[WHAT THE EXERCISE ASKS]:
Starting with the line that contains "If you could put a dot on the woven", copy every line through the end of the data below, exactly and with nothing added.

────────

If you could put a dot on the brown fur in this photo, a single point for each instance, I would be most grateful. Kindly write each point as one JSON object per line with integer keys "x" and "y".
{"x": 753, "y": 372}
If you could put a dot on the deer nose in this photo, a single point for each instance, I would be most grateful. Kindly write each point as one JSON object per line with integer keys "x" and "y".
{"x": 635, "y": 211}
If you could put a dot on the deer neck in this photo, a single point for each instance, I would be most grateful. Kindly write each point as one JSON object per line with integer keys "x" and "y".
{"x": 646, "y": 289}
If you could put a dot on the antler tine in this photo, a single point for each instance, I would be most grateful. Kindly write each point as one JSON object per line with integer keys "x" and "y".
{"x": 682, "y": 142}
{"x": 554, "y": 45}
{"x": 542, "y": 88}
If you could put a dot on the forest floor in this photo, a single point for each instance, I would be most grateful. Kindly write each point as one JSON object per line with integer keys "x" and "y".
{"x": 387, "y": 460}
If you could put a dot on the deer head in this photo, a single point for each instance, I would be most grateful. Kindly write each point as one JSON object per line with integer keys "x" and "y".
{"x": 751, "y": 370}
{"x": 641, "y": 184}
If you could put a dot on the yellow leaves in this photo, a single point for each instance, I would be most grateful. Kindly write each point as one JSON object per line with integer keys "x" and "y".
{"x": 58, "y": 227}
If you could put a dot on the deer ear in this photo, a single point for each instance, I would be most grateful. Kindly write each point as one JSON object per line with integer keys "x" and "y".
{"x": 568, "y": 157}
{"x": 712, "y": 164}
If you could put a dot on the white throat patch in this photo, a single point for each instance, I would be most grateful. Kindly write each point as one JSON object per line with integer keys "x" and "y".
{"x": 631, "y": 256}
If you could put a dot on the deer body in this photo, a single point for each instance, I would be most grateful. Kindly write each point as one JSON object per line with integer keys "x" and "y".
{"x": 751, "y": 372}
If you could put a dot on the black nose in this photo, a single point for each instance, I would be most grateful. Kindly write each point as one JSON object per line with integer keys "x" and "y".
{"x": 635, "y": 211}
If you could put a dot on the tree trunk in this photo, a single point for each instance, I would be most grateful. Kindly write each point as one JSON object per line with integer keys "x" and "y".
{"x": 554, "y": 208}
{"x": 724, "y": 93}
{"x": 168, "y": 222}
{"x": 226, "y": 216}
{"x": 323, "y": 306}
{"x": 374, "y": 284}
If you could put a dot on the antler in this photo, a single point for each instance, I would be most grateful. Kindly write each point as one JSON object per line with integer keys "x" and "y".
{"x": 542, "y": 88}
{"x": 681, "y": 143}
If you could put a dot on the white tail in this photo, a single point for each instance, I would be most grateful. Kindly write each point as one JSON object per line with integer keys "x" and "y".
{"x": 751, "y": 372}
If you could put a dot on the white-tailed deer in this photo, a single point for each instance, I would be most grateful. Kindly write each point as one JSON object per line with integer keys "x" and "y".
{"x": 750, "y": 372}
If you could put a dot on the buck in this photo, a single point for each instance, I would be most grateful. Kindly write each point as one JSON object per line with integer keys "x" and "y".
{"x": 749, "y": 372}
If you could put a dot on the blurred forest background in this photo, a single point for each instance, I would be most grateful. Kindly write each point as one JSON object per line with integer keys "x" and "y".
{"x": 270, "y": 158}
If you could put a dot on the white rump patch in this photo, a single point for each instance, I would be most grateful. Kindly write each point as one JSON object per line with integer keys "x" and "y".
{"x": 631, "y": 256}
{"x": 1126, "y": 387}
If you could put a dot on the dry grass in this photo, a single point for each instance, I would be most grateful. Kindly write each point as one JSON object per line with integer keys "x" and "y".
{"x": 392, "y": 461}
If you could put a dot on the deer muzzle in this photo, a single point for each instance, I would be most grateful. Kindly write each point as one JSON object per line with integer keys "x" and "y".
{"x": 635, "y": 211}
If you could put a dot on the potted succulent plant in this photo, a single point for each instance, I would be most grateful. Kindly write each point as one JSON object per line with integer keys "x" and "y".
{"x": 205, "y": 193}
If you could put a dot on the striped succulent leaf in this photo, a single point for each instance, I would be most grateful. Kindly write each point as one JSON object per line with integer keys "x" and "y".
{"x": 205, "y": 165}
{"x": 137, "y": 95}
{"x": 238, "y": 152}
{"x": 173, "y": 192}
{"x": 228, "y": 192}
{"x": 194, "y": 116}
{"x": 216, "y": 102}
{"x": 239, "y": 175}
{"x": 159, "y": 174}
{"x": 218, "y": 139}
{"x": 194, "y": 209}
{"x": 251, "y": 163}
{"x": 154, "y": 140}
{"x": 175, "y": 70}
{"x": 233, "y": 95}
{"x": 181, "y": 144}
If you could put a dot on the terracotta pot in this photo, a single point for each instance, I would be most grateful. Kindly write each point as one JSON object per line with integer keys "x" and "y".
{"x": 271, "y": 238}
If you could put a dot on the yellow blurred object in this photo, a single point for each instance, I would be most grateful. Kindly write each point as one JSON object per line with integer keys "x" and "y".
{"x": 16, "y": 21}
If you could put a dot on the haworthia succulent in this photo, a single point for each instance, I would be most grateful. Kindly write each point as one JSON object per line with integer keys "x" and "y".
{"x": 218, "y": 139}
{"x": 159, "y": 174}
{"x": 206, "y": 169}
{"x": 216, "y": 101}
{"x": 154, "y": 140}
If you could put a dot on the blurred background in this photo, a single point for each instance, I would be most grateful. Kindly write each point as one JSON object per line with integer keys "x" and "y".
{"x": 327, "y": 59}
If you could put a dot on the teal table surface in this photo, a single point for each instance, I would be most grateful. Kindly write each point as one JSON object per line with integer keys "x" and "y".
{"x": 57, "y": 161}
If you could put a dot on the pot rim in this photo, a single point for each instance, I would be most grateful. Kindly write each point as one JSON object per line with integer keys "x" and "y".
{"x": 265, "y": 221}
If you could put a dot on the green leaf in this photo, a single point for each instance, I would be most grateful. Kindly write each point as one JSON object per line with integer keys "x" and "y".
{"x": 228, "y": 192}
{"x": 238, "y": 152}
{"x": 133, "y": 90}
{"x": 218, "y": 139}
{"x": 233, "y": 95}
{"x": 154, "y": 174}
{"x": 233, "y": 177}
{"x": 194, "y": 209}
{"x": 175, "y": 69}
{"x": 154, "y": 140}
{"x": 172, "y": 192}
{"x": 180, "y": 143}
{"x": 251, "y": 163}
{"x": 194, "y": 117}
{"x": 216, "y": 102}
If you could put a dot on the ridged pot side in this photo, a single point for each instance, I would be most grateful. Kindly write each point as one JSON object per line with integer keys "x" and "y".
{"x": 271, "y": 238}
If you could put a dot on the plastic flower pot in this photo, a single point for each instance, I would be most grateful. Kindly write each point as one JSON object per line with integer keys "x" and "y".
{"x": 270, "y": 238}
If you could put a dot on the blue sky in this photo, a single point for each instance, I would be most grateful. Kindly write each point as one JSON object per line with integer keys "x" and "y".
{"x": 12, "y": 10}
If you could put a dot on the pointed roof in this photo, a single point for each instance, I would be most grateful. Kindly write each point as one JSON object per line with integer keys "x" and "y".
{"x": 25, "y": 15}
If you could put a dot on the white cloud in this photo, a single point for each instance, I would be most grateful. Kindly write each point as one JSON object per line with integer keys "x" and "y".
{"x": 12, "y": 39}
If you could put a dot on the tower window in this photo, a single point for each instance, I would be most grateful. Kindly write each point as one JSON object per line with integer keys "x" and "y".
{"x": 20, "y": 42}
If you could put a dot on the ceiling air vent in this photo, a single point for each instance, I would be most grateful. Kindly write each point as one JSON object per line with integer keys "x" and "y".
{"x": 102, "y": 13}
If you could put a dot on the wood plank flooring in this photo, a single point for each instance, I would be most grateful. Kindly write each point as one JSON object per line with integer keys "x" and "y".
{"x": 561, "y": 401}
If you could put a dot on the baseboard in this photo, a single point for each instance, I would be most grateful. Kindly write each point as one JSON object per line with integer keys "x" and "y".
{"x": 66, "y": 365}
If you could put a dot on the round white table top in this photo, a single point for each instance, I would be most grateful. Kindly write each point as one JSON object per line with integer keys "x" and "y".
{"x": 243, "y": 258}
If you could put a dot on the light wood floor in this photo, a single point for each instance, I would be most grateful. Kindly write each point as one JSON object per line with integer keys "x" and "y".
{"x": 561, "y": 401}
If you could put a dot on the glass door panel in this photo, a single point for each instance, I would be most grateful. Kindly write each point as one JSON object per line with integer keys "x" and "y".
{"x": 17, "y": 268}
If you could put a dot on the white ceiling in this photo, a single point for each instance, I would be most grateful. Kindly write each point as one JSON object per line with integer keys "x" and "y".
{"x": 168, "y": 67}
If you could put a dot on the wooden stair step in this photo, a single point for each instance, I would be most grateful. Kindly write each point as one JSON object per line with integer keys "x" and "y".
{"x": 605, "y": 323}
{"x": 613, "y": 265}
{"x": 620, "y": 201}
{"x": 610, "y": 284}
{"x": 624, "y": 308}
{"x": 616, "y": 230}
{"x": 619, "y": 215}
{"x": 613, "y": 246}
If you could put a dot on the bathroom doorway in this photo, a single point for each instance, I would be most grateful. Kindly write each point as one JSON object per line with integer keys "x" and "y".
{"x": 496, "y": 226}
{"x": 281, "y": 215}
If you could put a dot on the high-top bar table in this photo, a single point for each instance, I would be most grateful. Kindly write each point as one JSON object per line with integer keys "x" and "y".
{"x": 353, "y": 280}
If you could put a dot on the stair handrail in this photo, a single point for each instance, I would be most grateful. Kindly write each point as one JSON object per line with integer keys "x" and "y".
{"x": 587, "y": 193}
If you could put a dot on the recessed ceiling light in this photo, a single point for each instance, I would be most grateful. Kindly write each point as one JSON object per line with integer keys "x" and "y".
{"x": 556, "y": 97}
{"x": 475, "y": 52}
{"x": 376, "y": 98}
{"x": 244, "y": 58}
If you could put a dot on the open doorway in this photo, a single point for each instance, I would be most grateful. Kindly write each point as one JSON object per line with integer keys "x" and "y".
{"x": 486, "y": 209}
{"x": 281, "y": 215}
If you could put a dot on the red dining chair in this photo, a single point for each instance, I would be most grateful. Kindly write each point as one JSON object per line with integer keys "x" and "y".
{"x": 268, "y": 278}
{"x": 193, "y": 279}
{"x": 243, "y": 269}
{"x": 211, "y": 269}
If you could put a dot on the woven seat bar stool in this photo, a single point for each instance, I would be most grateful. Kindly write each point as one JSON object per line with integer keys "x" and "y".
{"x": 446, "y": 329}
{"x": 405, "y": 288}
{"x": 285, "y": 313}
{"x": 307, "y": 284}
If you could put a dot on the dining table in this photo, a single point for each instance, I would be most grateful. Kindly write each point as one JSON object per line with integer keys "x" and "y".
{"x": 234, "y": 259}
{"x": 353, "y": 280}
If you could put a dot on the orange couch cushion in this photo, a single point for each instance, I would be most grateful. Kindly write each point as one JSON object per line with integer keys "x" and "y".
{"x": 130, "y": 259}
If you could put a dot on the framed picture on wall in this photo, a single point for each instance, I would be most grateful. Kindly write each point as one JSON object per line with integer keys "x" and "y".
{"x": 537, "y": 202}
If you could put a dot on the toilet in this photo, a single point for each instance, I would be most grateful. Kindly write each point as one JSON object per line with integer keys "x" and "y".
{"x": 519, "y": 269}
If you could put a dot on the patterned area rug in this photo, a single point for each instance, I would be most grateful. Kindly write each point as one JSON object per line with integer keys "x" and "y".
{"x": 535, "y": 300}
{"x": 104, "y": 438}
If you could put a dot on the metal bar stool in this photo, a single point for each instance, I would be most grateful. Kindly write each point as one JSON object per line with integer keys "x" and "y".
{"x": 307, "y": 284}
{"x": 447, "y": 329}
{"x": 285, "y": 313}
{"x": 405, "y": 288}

────────

[OUTPUT OF THE TASK]:
If you could put a dot on the woven seat bar stool in this photo, a single point for each instance, I would be most grateful. Kindly write each point as one JSON object per line with integer keys "x" and "y".
{"x": 446, "y": 329}
{"x": 405, "y": 288}
{"x": 285, "y": 313}
{"x": 307, "y": 284}
If you could put a dot on the dining table in this photo, a single point for each instance, I would be most grateful. Kindly write each point as one JSON object per line with integer keys "x" and "y".
{"x": 234, "y": 259}
{"x": 353, "y": 280}
If you could put a dot on the orange couch cushion in this photo, a single point for each instance, I would be most grateful. Kindly write each point as one JSON object per line with integer keys "x" and "y".
{"x": 130, "y": 259}
If you could put a dot on the framed picture on wall in this photo, a single point for each instance, I would be most grateful. Kindly write each point as one JSON object per line with integer keys "x" and "y".
{"x": 537, "y": 202}
If you could put a dot on the toilet in this photo, a single point for each instance, I would be most grateful. Kindly write each point as one JSON object per line with integer keys "x" and "y".
{"x": 519, "y": 269}
If you could put a dot on the patterned area rug in this photo, a single point for each instance, I would be most grateful. Kindly write each point as one JSON object per line with integer keys "x" and "y".
{"x": 535, "y": 300}
{"x": 104, "y": 438}
If you could put a dot on the metal bar stool in this photo, a single point for each instance, I would be most grateful. Kindly write each point as one JSON object per line with integer keys "x" and "y".
{"x": 307, "y": 284}
{"x": 447, "y": 329}
{"x": 285, "y": 313}
{"x": 405, "y": 288}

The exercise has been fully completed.